======== Provided records ========

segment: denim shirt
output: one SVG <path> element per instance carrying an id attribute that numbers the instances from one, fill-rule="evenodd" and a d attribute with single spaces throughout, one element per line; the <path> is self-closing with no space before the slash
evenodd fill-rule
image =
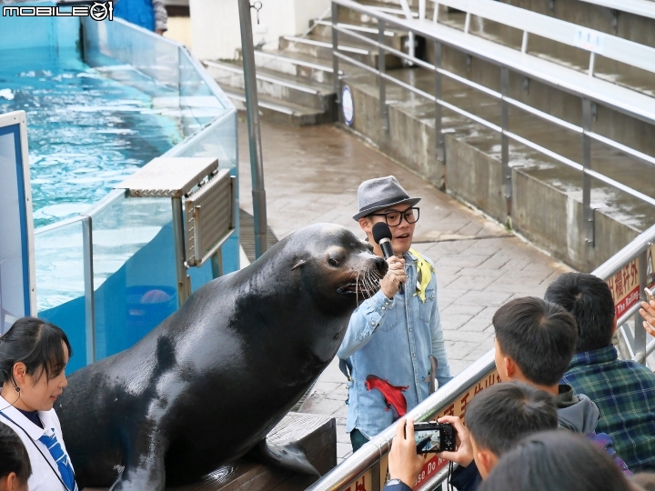
<path id="1" fill-rule="evenodd" d="M 380 290 L 362 302 L 337 353 L 350 372 L 346 431 L 358 428 L 367 438 L 403 416 L 403 398 L 409 411 L 429 396 L 430 355 L 438 363 L 435 386 L 452 378 L 437 306 L 437 277 L 431 273 L 422 302 L 414 295 L 416 257 L 406 253 L 404 258 L 405 293 L 389 300 Z M 380 390 L 380 386 L 386 386 Z"/>

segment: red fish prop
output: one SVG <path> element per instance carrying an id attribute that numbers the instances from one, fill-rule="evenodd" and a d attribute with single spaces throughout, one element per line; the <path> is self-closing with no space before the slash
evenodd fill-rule
<path id="1" fill-rule="evenodd" d="M 368 376 L 366 382 L 364 382 L 364 386 L 367 390 L 377 388 L 382 393 L 387 405 L 385 411 L 388 411 L 393 406 L 398 417 L 402 417 L 407 414 L 407 400 L 402 393 L 409 386 L 392 386 L 388 383 L 388 380 L 382 380 L 377 376 Z"/>

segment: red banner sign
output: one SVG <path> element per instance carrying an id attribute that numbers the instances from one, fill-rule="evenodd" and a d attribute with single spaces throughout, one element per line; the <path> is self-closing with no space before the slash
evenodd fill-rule
<path id="1" fill-rule="evenodd" d="M 638 259 L 623 266 L 607 282 L 612 294 L 617 317 L 640 301 Z"/>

========

■ Objective
Copy all of the records above word for word, leaving out the pictures.

■ Finished task
segment: denim shirt
output: one SVG <path> element per instance carrying an id attribute that numbers the instances from one, fill-rule="evenodd" and a d attribute with single spaces throughout, one element per line; the <path> is self-closing with no space before the slash
evenodd fill-rule
image =
<path id="1" fill-rule="evenodd" d="M 380 290 L 362 302 L 337 353 L 350 372 L 346 431 L 358 428 L 367 438 L 403 416 L 403 398 L 409 411 L 429 396 L 430 355 L 438 363 L 435 386 L 452 378 L 437 306 L 437 277 L 431 273 L 422 302 L 414 295 L 416 257 L 406 253 L 404 258 L 405 293 L 389 300 Z M 380 390 L 380 386 L 386 386 Z"/>

segment: red fish prop
output: one SVG <path> element per instance carrying an id attribute that numbers the instances from one, fill-rule="evenodd" and a d attribute with single spaces throughout, one element per line; the <path> is self-closing with no space before the slash
evenodd fill-rule
<path id="1" fill-rule="evenodd" d="M 368 376 L 366 382 L 364 382 L 364 386 L 367 390 L 377 388 L 382 393 L 387 405 L 385 411 L 388 411 L 393 406 L 398 417 L 402 417 L 407 414 L 407 400 L 402 393 L 409 386 L 392 386 L 388 383 L 388 380 L 382 380 L 377 376 Z"/>

segment: red banner sign
output: one SVG <path> element per instance carrying an id attribute that numbers the instances from one, fill-rule="evenodd" and a d attribute with single spaces throughout, one element per line; the <path> is self-closing with no space before the slash
evenodd fill-rule
<path id="1" fill-rule="evenodd" d="M 638 259 L 623 266 L 607 282 L 612 294 L 617 317 L 640 301 Z"/>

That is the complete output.